*Problem details*:
For each line below that contains the word "silhouette", make a copy.

(Records drawn from a dataset)
**********
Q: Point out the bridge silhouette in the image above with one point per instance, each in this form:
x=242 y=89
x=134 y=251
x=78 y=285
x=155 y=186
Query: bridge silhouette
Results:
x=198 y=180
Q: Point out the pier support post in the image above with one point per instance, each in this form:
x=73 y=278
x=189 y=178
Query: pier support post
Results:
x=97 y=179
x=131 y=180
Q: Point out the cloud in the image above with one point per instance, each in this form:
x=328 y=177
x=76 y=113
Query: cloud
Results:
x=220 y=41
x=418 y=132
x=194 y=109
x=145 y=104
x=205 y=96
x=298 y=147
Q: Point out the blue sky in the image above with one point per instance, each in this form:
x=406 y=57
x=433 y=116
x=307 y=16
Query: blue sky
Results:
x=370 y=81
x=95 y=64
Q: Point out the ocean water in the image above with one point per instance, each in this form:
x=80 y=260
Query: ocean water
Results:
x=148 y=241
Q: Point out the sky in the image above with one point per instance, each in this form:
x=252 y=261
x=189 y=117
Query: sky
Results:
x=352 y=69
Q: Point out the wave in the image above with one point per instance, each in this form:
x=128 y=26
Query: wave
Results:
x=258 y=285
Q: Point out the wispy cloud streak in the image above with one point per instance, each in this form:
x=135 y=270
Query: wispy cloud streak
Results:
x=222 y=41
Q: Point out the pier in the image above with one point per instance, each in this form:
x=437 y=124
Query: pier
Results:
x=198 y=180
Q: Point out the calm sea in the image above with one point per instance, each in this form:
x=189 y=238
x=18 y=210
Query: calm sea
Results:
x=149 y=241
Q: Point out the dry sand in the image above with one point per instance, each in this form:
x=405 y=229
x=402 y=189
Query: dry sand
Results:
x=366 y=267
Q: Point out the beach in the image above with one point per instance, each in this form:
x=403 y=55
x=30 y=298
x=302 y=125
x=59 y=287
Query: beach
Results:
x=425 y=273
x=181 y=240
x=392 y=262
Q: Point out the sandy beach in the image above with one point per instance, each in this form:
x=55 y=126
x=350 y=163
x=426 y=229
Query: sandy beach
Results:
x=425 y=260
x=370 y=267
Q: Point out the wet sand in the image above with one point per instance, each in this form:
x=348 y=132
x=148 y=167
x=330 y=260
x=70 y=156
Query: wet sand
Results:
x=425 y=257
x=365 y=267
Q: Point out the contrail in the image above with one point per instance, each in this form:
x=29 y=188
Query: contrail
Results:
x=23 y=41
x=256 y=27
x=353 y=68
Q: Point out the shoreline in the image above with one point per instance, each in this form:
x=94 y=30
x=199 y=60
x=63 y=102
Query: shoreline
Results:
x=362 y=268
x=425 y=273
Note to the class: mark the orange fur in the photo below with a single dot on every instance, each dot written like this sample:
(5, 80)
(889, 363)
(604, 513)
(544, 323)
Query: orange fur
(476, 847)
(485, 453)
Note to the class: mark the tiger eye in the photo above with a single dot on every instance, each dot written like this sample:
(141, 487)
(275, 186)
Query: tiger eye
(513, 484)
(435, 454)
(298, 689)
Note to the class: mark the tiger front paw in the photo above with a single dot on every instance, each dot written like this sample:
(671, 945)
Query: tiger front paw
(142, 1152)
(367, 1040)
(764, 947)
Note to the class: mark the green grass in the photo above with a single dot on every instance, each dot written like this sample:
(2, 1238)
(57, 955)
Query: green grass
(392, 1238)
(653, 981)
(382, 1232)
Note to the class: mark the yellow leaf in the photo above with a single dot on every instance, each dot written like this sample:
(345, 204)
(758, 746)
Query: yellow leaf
**********
*Finished task*:
Q: Point out the bridge silhouette in the image above with one point per instance, each in this form:
Query: bridge silhouette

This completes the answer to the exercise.